**Task to carry out**
How many lines in the items below contain the string "branch", counting case exactly? Reply with the number alone.

**Available data**
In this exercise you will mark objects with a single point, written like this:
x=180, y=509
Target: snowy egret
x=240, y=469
...
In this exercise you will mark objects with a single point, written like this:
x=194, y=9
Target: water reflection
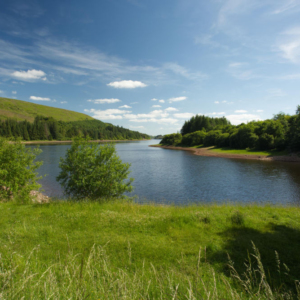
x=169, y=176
...
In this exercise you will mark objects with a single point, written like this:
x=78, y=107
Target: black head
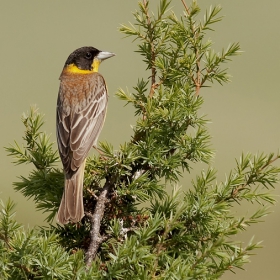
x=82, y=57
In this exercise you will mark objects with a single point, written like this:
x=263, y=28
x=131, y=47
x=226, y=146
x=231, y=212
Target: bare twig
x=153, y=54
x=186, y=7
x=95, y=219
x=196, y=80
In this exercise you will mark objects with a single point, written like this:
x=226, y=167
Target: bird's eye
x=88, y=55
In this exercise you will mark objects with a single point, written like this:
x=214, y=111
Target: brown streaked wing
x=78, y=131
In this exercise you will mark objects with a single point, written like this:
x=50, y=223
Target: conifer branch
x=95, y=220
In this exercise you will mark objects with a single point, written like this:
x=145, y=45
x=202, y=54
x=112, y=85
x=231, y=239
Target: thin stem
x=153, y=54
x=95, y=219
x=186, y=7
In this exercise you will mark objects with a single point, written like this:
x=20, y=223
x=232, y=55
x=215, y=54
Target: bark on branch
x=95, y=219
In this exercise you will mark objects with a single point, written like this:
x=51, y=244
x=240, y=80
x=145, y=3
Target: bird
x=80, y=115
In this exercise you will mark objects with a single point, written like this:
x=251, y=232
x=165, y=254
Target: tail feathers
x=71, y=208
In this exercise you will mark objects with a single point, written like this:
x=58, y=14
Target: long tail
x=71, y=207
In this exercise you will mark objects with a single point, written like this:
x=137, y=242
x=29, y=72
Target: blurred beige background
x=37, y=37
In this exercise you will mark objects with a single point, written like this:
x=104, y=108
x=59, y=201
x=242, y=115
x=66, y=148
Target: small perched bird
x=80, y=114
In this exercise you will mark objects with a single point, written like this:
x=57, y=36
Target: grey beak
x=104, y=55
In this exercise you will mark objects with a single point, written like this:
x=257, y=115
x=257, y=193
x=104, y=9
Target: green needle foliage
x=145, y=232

**Solution for this problem**
2